*Your task:* Reproduce each line of the material below word for word, omitting the pictures.
-- start The data --
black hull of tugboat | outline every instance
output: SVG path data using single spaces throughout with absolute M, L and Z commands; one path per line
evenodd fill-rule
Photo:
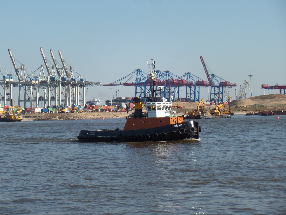
M 8 120 L 6 118 L 0 118 L 0 122 L 21 122 L 22 120 Z
M 77 138 L 80 141 L 126 142 L 170 141 L 198 139 L 201 131 L 198 124 L 193 120 L 158 128 L 127 131 L 102 130 L 82 130 Z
-- end The data --
*Exercise answer:*
black hull of tugboat | outline every instance
output: SVG path data using single spaces throughout with absolute M, L and Z commands; one path per line
evenodd fill-rule
Photo:
M 8 120 L 6 118 L 0 118 L 0 122 L 21 122 L 22 120 Z
M 77 138 L 80 141 L 126 142 L 170 141 L 198 139 L 201 131 L 198 124 L 193 120 L 158 128 L 127 131 L 102 130 L 82 130 Z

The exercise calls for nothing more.